_EXERCISE PROMPT:_
An exact copy of the data is required; the images should not appear in it.

(Referring expression data)

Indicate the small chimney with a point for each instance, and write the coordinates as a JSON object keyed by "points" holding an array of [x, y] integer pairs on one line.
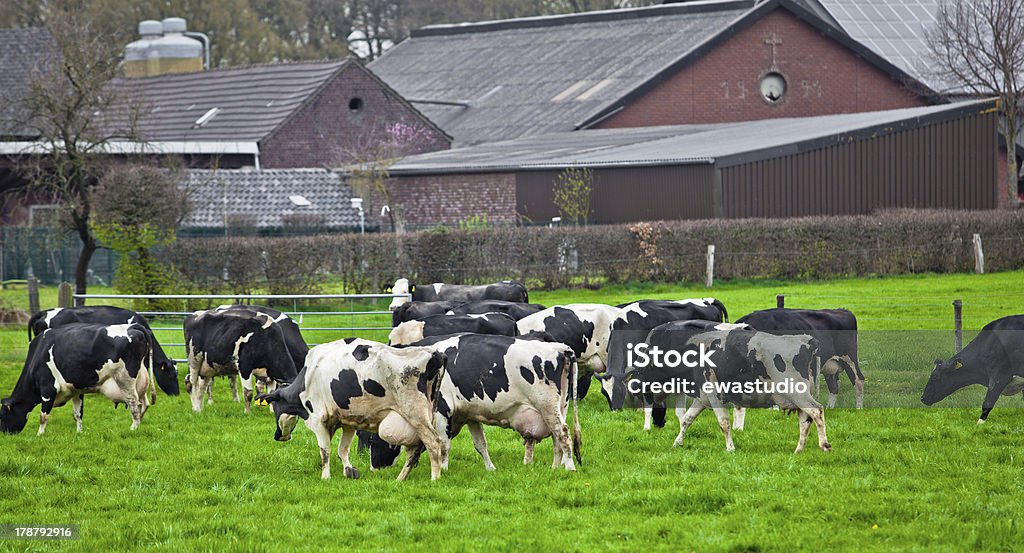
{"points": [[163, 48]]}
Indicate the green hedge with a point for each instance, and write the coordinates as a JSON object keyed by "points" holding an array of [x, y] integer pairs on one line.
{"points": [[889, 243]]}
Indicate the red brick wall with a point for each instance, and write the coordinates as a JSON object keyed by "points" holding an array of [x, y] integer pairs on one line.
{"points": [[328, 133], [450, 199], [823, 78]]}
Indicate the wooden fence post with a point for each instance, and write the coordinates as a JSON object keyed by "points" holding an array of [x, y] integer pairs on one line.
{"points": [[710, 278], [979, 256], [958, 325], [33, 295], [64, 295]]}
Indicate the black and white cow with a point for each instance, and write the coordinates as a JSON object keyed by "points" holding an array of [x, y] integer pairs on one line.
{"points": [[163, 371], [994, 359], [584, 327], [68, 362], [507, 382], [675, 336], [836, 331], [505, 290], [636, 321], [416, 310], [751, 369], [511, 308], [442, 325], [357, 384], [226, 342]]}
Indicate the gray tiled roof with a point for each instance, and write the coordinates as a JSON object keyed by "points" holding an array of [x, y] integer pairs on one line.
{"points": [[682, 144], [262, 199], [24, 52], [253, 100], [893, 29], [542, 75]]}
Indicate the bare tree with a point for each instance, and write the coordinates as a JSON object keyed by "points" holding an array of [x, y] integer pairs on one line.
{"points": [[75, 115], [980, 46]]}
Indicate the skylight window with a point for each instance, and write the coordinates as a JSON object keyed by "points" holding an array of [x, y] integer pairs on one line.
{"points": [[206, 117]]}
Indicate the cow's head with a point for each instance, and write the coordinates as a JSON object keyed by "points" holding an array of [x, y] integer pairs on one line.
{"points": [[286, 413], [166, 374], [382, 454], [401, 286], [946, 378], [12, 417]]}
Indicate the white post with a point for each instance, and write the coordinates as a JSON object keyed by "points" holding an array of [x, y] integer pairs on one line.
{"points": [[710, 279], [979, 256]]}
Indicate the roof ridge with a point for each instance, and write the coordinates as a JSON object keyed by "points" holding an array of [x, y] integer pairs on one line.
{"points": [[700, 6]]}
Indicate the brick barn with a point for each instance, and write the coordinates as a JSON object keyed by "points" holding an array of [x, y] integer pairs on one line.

_EXERCISE OUTPUT:_
Indicate the small chimney with a point for each instance, and write the coordinates as a JSON object keyed by "points" holding an array of [x, y] integer pairs on one line.
{"points": [[163, 48]]}
Indicate the green hedge with a point for each instance, and write the coordinates as a JSON object keyed by "points" holding an array of [x, y] integer pairs on one line.
{"points": [[889, 243]]}
Indicate the red brick wall with a point for each instance, and write the coordinates as a JSON object keyed by "points" holding an array of [x, y] integer pairs on one line.
{"points": [[328, 133], [450, 199], [823, 78]]}
Indicate the wooden fence post with a point for each instance, and write the coordinates as a JSON object keyed by "points" holding an array of [x, y] integer pairs on one line.
{"points": [[710, 278], [979, 256], [958, 325], [33, 295], [64, 295]]}
Indicate the black and white cow with a point for each instance, and write the coordinates as a JSON object keyed by "points" holding an array of [x, y] integer pairs on one line.
{"points": [[163, 371], [994, 359], [584, 327], [68, 362], [507, 382], [675, 336], [836, 331], [505, 290], [636, 321], [416, 310], [751, 369], [511, 308], [442, 325], [357, 384], [226, 342]]}
Indicate the gray tiled roof with a point for each instance, and write the coordinates as a JSON object keyed by "points" holding an array of [x, y] integer pairs on one line.
{"points": [[682, 144], [262, 199], [24, 52], [253, 100], [893, 29], [542, 75]]}
Indicate the bare tree with a point for each instance, and write the coordinates as a JSON object keyed by "points" holding an array of [x, y] integer pairs on one line.
{"points": [[75, 115], [980, 46]]}
Indicate the skylight window with a point for each instance, and write the coordinates as a JSON object keyed by "points" holding an array of [x, y] integer pairs on one line.
{"points": [[206, 117]]}
Indicate the cow's head with a point for each instance, and write the coordinates as a JSON object keyed by "points" holding an array of [x, y] integer pairs on one line.
{"points": [[286, 413], [166, 374], [382, 454], [401, 286], [946, 378], [12, 417]]}
Indicate the white post with a point for each instance, and write the coordinates as a JSON object keyed by "points" holding an array of [x, y] integer pairs on one line.
{"points": [[710, 279], [979, 256]]}
Indicate the roof ridge with a point for each instance, and write the coordinates as a JSON object keyed by "points" holding an array of [x, y] integer pairs on one line.
{"points": [[700, 6]]}
Indicate the brick barn with a point for each instance, and write the coordinates as a JSON object keyed by "points" holding an array of [x, y] integer pairs on one line.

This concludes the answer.